* _Written tasks_:
1. From the createTable argument excerpt, extract everything from "Arguments from createTable" down to "value is NA.", with no alterations.
2. Determine whether each statement below agrees with the createTable argument excerpt. Answer yes or no for each, quoting the words of the excerpt that decide it.
(a) A hide value of length 1 is recycled for all row-variables.
(b) The hide argument is applied to continuous row-variables.
(c) The default value of digits is 2.

Arguments from createTable
function:
- hide
a vector (or a list) with integers or characters with as many components as row-variables. If its length is 1 it is recycled for all row-variables. Each component specifies which category (the literal name of the category if it is a character, or the position if it is an integer) must be hidden and not shown. This argument only applies to categorical row-variables, and for continuous row-variables it is ignored. If NA, all categories are displayed. Or a named vector (or a named list) specifying which row-variables 'hide' is applied, and for the rest of row-variables default value is applied. Default value is NA.
- digits
an integer vector with as many components as row-variables. If its length is 1 it is recycled for all row-variables. Each component specifies the number of significant decimals to be displayed. Or a named vector specifying which row-variables 'digits' is applied (a reserved name is '.else' which defines 'digits' for the rest of the variables); if no '.else' variable is defined, default value is applied for the rest of the variables. Default value is NA which puts the 'appropriate' number of decimals (see vignette for further details).

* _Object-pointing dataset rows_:
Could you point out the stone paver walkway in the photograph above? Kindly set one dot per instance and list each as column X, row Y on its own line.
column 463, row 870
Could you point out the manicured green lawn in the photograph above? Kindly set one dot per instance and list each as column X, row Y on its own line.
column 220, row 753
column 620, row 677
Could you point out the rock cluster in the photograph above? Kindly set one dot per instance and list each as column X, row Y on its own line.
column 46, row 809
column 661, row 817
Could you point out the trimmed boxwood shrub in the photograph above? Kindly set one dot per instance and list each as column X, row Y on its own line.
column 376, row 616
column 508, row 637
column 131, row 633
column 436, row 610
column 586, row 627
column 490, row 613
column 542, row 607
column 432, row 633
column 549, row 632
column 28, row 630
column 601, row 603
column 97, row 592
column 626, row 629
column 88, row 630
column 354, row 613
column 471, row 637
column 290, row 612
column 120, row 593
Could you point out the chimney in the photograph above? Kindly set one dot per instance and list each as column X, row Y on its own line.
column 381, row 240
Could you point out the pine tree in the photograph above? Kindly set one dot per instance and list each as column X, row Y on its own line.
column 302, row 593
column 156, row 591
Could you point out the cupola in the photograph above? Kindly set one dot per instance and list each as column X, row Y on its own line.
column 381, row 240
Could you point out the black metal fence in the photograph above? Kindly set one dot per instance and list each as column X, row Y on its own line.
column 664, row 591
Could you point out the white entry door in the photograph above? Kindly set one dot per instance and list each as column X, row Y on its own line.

* _Exercise answers_:
1.
Arguments from createTable
function:
- hide
a vector (or a list) with integers or characters with as many components as row-variables. If its length is 1 it is recycled for all row-variables. Each component specifies which category (the literal name of the category if it is a character, or the position if it is an integer) must be hidden and not shown. This argument only applies to categorical row-variables, and for continuous row-variables it is ignored. If NA, all categories are displayed. Or a named vector (or a named list) specifying which row-variables 'hide' is applied, and for the rest of row-variables default value is applied. Default value is NA.

2.
(a) Yes: "If its length is 1 it is recycled for all row-variables."
(b) No: "This argument only applies to categorical row-variables, and for continuous row-variables it is ignored."
(c) No: "Default value is NA which puts the 'appropriate' number of decimals"